--- Start Page excerpt ---
Hi Shengzhe,

Even if we did make Configuration threadsafe, it'd take quite some time for
that to trickle down to a Hadoop release that we could actually rely on
Spark users having installed.  I agree we should consider whether making
Configuration threadsafe is something that Hadoop should do, but for the
short term I think Spark needs to be able to handle the common scenario of
Configuration being single-threaded.

Thanks!
Andrew


On Tue, Jul 15, 2014 at 2:43 PM, yao <yaosheng...@gmail.com> wrote:

> Good catch Andrew. In addition to your proposed solution, is that possible
> to fix Configuration class and make it thread-safe ? I think the fix should
> be trivial, just use a ConcurrentHashMap, but I am not sure if we can push
> this change upstream (will hadoop guys accept this change ? for them, it
> seems they never expect Configuration object being accessed by multiple
> threads).
--- End Page excerpt ---
--- Start Extracted entries ---
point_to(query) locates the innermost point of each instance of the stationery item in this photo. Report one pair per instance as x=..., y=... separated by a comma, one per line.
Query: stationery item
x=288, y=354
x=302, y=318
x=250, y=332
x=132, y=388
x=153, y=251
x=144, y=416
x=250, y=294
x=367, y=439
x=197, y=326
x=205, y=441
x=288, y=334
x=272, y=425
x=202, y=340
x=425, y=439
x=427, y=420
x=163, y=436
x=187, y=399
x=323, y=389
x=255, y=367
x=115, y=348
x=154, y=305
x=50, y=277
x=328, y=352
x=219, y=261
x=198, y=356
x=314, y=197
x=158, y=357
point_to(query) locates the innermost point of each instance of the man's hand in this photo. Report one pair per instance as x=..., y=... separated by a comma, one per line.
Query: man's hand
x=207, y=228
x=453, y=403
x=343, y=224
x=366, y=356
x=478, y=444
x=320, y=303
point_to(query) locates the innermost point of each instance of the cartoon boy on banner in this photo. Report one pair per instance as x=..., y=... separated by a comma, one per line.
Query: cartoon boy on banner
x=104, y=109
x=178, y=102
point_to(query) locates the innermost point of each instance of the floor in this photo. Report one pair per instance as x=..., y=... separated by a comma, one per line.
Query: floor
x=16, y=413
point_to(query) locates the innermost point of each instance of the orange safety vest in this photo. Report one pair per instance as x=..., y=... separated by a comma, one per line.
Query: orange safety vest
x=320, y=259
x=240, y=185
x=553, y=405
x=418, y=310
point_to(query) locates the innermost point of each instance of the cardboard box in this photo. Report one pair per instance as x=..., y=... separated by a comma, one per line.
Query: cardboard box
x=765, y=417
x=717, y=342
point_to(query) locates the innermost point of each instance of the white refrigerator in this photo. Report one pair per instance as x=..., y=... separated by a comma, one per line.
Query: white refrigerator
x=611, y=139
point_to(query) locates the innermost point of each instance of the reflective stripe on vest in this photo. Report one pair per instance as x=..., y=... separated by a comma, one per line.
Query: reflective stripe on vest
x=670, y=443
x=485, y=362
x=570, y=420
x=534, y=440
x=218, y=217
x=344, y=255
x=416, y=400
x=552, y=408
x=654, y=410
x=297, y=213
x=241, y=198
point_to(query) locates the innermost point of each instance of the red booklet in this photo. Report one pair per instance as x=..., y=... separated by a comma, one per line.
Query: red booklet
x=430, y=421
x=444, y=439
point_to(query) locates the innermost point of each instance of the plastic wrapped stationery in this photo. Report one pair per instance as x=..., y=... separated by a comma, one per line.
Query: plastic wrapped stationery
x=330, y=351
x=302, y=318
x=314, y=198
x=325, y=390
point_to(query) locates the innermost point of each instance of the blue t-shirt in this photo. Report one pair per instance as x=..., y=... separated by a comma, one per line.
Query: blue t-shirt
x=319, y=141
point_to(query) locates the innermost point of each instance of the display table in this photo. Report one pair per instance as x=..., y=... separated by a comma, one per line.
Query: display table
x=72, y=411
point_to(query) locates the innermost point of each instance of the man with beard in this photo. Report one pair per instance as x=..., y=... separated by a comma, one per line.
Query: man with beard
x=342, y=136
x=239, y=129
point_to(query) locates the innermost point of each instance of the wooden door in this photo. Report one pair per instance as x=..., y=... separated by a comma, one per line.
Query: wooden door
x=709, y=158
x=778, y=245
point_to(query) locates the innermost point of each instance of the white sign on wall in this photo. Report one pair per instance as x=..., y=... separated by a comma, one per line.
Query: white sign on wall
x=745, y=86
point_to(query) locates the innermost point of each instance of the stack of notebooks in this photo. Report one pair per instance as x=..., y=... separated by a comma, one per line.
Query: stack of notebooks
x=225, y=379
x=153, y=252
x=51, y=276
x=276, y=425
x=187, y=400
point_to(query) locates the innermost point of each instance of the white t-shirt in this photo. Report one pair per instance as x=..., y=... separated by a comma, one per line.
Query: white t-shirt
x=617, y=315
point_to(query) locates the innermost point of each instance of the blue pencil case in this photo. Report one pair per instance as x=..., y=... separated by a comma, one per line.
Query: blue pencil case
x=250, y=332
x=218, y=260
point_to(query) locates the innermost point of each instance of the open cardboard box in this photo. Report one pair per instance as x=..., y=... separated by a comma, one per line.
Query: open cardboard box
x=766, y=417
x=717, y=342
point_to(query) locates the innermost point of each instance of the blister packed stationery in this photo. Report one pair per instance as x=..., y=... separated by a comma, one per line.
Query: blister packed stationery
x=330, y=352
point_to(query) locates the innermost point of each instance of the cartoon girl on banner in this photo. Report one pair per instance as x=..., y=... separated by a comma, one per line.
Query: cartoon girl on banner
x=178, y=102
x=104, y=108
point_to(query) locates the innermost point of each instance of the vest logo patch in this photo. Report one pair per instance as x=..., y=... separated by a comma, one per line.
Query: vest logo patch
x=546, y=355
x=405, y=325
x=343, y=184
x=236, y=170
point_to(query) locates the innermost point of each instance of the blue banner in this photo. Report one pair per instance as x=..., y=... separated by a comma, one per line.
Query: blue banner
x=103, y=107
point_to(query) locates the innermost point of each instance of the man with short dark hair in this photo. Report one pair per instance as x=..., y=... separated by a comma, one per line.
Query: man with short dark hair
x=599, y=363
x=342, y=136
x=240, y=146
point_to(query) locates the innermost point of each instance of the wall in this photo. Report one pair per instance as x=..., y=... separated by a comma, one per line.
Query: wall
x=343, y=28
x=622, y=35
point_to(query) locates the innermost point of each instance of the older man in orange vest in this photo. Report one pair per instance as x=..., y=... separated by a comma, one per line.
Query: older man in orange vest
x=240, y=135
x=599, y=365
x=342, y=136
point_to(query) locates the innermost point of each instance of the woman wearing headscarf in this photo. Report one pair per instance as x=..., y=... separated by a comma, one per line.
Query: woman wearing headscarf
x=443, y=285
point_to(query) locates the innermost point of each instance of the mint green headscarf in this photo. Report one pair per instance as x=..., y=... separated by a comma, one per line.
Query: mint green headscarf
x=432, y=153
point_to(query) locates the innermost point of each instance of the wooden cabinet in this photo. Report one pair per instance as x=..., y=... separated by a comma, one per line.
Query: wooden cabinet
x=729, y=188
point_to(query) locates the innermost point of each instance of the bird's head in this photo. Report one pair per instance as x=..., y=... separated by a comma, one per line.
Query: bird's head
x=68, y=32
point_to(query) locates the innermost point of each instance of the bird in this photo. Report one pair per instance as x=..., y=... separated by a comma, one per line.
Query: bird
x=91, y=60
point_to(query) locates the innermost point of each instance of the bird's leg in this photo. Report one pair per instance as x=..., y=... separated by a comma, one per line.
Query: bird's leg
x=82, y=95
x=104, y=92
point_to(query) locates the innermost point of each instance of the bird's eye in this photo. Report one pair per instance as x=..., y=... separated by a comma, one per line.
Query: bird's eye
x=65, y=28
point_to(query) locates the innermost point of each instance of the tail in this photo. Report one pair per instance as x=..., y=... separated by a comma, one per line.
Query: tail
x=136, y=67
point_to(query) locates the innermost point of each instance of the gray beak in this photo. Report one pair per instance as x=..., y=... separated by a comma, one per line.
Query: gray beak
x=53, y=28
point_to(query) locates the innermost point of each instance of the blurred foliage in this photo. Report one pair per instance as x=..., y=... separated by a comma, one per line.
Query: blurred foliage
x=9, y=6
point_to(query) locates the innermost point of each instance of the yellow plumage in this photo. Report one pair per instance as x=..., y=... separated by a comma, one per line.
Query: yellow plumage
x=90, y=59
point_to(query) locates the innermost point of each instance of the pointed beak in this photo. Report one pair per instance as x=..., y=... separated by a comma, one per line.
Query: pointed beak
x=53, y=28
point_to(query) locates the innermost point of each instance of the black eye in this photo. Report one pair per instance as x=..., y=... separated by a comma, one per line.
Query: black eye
--- End Extracted entries ---
## Task instructions
From the email reply about Hadoop Configuration thread safety, print the stretch from "Even if we did" through "Configuration being single-threaded.". None of the items have any bearing on this.

## Exercise solution
Even if we did make Configuration threadsafe, it'd take quite some time for
that to trickle down to a Hadoop release that we could actually rely on
Spark users having installed.  I agree we should consider whether making
Configuration threadsafe is something that Hadoop should do, but for the
short term I think Spark needs to be able to handle the common scenario of
Configuration being single-threaded.